* [PROBLEM STATEMENT]
Word for word, and without a single picture, repeat the entries.

DATA SECTION section start

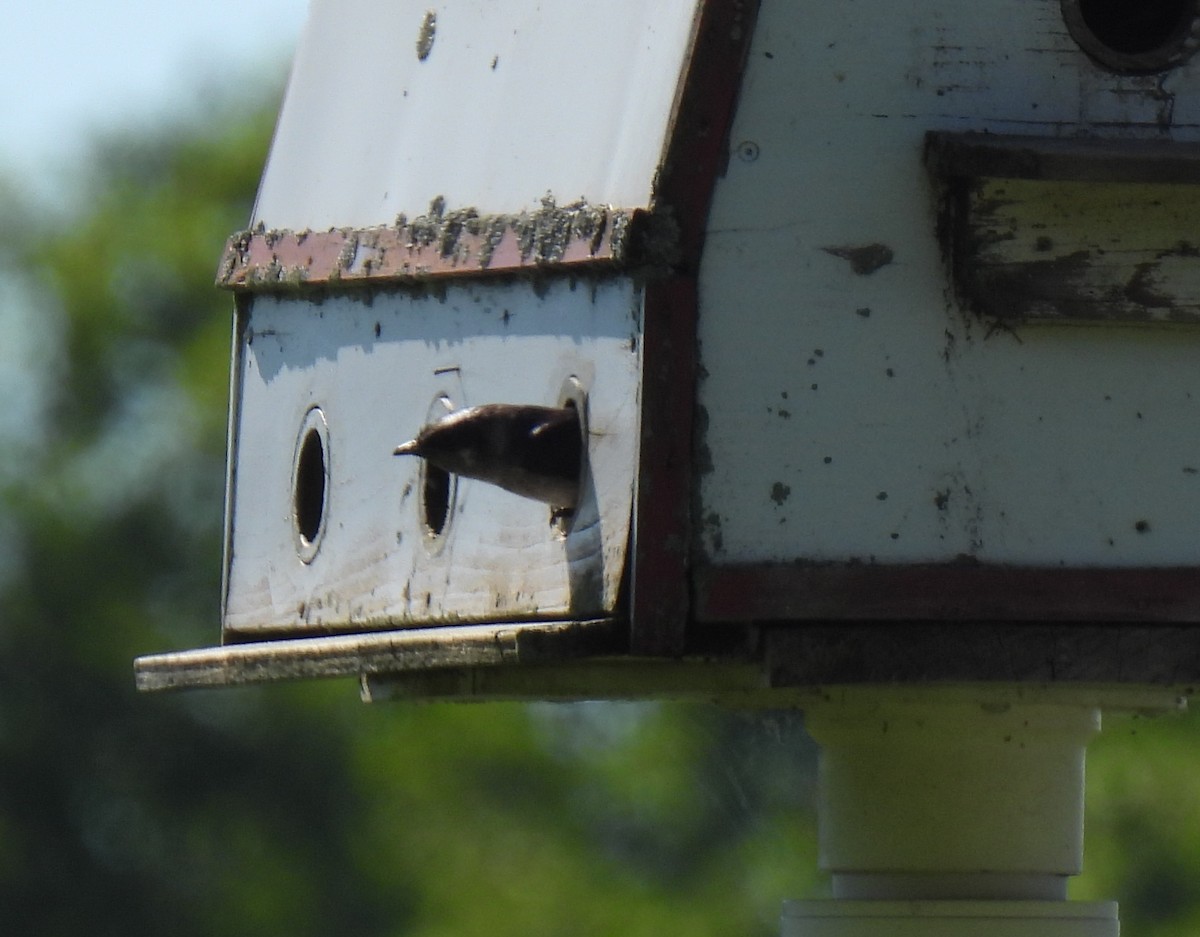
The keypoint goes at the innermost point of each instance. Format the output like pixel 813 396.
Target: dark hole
pixel 1137 26
pixel 310 491
pixel 436 498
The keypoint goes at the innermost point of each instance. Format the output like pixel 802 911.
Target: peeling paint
pixel 426 35
pixel 864 259
pixel 444 241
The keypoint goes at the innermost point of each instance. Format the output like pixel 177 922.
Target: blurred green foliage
pixel 297 810
pixel 289 810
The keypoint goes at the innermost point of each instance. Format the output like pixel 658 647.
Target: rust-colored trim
pixel 437 245
pixel 695 156
pixel 778 592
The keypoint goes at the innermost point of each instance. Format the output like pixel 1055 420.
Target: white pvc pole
pixel 951 815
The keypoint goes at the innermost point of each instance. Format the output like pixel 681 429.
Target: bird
pixel 528 450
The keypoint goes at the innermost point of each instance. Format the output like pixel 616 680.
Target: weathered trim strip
pixel 390 652
pixel 1117 661
pixel 441 244
pixel 793 592
pixel 1078 160
pixel 695 157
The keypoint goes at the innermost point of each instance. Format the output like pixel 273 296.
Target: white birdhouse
pixel 717 342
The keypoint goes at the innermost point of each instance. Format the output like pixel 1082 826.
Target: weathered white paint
pixel 867 416
pixel 377 371
pixel 513 101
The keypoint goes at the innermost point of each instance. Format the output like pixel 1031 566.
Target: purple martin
pixel 532 451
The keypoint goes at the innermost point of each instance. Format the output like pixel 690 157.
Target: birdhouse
pixel 619 348
pixel 837 355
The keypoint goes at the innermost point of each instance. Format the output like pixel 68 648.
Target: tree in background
pixel 297 810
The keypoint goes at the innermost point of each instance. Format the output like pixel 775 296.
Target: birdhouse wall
pixel 858 409
pixel 378 547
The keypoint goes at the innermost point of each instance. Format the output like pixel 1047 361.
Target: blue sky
pixel 71 68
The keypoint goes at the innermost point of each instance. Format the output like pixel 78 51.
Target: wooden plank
pixel 1027 251
pixel 390 652
pixel 441 244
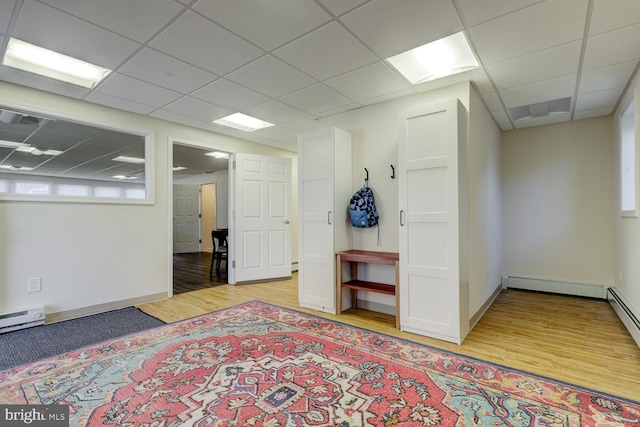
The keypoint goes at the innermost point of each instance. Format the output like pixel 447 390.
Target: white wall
pixel 90 255
pixel 626 230
pixel 374 131
pixel 485 213
pixel 557 198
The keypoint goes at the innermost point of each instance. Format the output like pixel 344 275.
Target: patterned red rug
pixel 261 365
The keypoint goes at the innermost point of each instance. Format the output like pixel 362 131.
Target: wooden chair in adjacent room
pixel 219 251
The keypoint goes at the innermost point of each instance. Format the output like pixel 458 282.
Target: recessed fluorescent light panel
pixel 441 58
pixel 11 144
pixel 217 155
pixel 127 159
pixel 243 122
pixel 36 152
pixel 45 62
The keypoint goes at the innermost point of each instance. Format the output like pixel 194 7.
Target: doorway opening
pixel 200 205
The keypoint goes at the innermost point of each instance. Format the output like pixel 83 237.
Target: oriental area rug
pixel 261 365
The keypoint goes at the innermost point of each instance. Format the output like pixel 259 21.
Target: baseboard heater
pixel 625 312
pixel 555 286
pixel 21 319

DATA SECTION section end

* [ANSWER BELOW]
The keypoint goes at the innermost point of each instance. Format the output like pixel 813 396.
Target: dark hole
pixel 1137 26
pixel 310 491
pixel 436 498
The keypoint goes at the innermost point of each instance. Format the output like pixel 802 911.
Target: peeling paint
pixel 426 35
pixel 864 259
pixel 444 241
The keypoint goes at the innermost point of each instance. Format the output like pixel 177 922.
Target: blurred green foliage
pixel 297 810
pixel 289 810
The keypoint goes at the innermost point of each instance. Format the output like pixel 658 647.
Target: rust-colored trim
pixel 437 245
pixel 695 156
pixel 778 592
The keypoint goes at the innermost point of each instance. Format the output like pixel 1055 420.
Target: white pvc pole
pixel 951 815
The keypoint goes at the innermost point of each instance. Format the output like pixel 681 429.
Target: bird
pixel 528 450
The keypoint goes at the innermost point of each instance. Format the output like pixel 616 680.
Target: weathered trim strip
pixel 390 652
pixel 1117 661
pixel 441 244
pixel 793 592
pixel 1078 160
pixel 695 157
The keypoint goes at the innermost point of each instance. Format the output like pixel 273 296.
Target: white birdhouse
pixel 717 342
The keypoint goes at the innermost point of each instance. Format the output like pixel 1082 826.
Target: weathered white paint
pixel 867 416
pixel 377 371
pixel 513 101
The keypoint goes at the innermost point of each instance. Format the output like pixel 1031 566.
Target: purple martin
pixel 532 451
The keypoint goes at the innermost point of each instance. Format the output like pixel 690 157.
Target: birdhouse
pixel 619 348
pixel 837 355
The keypoint goes at the innermost point of each instance. Format the output like pixel 68 648.
Target: tree in background
pixel 297 810
The keypoint goes at the innermost point of each instance. Format the output like pixel 775 296.
Target: birdhouse wall
pixel 858 409
pixel 378 547
The keypoint goes at the innermost point of each instance. Format the output like pixel 1047 361.
Target: blue sky
pixel 71 68
The keypoint goes at the innermost point of each instance. Format the output like pixel 78 51.
Target: wooden plank
pixel 1027 251
pixel 390 652
pixel 441 244
The keypoint goes at the innermost point of each instance. Format the output like pixel 447 390.
Target: white wall
pixel 90 255
pixel 626 230
pixel 374 131
pixel 485 213
pixel 557 198
The keypoint goes at the innermost point of each instance. Format the output like pixel 344 275.
Target: patterned red rug
pixel 261 365
The keypoint goes at the innermost point of each instance. Format the output like pixel 362 131.
Target: wooden chair in adjacent room
pixel 219 251
The keypoint goes at the innermost point of each instance. Format the output like pixel 458 282.
Target: recessed fluorescent light panel
pixel 441 58
pixel 11 144
pixel 217 155
pixel 127 159
pixel 243 122
pixel 36 152
pixel 45 62
The keypoint goes at the innermost point of each instance. Format the output like pixel 194 7.
Target: doorway opening
pixel 200 205
The keypoint goes at the innermost point of each instance. Format the output like pixel 83 237.
Target: oriental area rug
pixel 261 365
The keypoint goes at the innermost point of each instance. Format the output like pixel 259 21.
Target: baseboard heater
pixel 625 312
pixel 555 286
pixel 21 319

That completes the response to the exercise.